Tonight, indeed, he had a story. About a worse thing that could happen when a broken bat is flinging through the air. He had all the details, as he was there. The year, the venue, the names of all the players. And the fact that the sharp end of the broken bat pierced the injured player THROUGH THE CHEEKS. “It was awful!” he concluded with a sort of satisfaction in his voice. Yes, yes, I imagine it was.
So why was this funny and not simply strange and terrible? Why was I, in my living room, driven to my knees as surely as that poor pitcher was? Well, for character reasons. Knowing Vin, one couldn’t help but hold one’s breath, knowing a story was coming. And that it would be a humdinger. But, beyond that, I think it was funny because of exactly one letter. The “s” at the end of “cheeks.” Cheek, we expect, we can picture… it came at his face from the side, sure I see that. But cheeks — wow — that just paints a whole new image, doesn’t it?

■ ■ ■ ■ ■ ■ ■

DIRECTIONS
a – In the passage about Vin's broken-bat story, what did the sharp end of the broken bat pierce?
b – Resume the passage about Vin's broken-bat story, picking up right after its final sentence.
The listing after this text has no role here.

AVAILABLE DATA
■ ■ ■ ■ ■ ■ ■

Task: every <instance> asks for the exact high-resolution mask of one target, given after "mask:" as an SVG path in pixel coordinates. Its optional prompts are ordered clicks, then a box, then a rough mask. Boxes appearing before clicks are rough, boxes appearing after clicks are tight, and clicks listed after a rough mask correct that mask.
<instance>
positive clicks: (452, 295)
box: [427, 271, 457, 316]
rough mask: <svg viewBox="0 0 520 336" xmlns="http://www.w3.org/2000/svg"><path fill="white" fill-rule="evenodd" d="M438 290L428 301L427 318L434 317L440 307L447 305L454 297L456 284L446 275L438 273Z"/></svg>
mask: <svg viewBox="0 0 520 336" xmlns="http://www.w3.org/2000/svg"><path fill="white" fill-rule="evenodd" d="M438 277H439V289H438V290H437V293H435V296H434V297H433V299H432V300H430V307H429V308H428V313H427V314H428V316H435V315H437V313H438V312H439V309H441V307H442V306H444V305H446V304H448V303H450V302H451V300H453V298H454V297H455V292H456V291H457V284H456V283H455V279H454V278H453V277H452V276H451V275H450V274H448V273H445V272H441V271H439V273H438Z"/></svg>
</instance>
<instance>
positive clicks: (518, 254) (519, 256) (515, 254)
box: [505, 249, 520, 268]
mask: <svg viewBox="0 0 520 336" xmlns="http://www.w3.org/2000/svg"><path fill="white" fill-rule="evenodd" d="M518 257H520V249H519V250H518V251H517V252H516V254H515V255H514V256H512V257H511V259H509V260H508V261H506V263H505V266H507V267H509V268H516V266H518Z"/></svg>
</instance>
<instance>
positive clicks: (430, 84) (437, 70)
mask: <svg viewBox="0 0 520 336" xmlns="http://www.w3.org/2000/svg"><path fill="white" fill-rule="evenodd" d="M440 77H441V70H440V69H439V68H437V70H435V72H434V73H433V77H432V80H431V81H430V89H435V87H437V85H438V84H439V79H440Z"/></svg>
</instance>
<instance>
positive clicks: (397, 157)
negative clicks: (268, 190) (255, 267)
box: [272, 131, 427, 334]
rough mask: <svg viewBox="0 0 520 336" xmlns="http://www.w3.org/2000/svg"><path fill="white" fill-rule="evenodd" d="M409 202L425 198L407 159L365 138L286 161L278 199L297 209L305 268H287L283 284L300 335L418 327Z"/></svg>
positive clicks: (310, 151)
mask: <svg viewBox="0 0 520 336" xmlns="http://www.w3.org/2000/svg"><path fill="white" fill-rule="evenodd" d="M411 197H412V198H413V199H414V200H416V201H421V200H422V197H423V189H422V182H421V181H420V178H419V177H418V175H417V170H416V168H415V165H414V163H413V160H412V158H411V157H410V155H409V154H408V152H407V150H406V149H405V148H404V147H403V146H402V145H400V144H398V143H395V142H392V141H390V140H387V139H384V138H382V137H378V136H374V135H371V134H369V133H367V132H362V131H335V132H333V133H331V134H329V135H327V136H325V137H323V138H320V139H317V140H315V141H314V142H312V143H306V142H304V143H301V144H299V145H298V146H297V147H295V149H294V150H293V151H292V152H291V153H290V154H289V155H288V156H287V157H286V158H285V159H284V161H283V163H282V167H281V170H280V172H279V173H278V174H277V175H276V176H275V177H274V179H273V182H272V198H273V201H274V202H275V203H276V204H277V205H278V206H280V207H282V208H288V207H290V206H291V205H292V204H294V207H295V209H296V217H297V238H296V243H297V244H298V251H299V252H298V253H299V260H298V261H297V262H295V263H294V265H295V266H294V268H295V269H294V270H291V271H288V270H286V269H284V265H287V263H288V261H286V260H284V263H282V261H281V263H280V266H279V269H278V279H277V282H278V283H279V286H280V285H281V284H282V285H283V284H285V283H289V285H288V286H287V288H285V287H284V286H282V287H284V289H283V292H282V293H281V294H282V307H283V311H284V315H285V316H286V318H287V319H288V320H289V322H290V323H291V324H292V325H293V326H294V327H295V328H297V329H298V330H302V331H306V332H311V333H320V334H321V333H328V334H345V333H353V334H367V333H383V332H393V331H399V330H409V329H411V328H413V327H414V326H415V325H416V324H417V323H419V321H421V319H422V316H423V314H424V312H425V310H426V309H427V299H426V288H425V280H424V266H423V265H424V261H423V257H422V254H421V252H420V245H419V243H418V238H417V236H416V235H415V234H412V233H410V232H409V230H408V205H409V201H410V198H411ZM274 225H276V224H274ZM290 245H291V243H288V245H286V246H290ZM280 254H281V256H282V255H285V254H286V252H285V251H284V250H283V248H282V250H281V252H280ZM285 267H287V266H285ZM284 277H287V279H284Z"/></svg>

■ ■ ■ ■ ■ ■ ■

SOLVED PROBLEMS
a – It pierced the injured player through the cheeks.

b –
I don’t know what you all can learn about spec writing from this that you don’t already know: capture well-defined characters so that the audience has expections about them, choose the perfect word, seek the suprising image… So if there’s nothing to learn, I simply invite you to enjoy.
Unless your brother died from double-cheek-bat-having-through. Then I’m very sorry.
Lunch: broiled chicken with a sort of mediterranean salsa: black olives and tomato and lime juice. Nice. Almost bought one of those great “Take 5” bars, but resisted. Do you know them? Candy bars with salted pretzels inside. You’ll love ’em.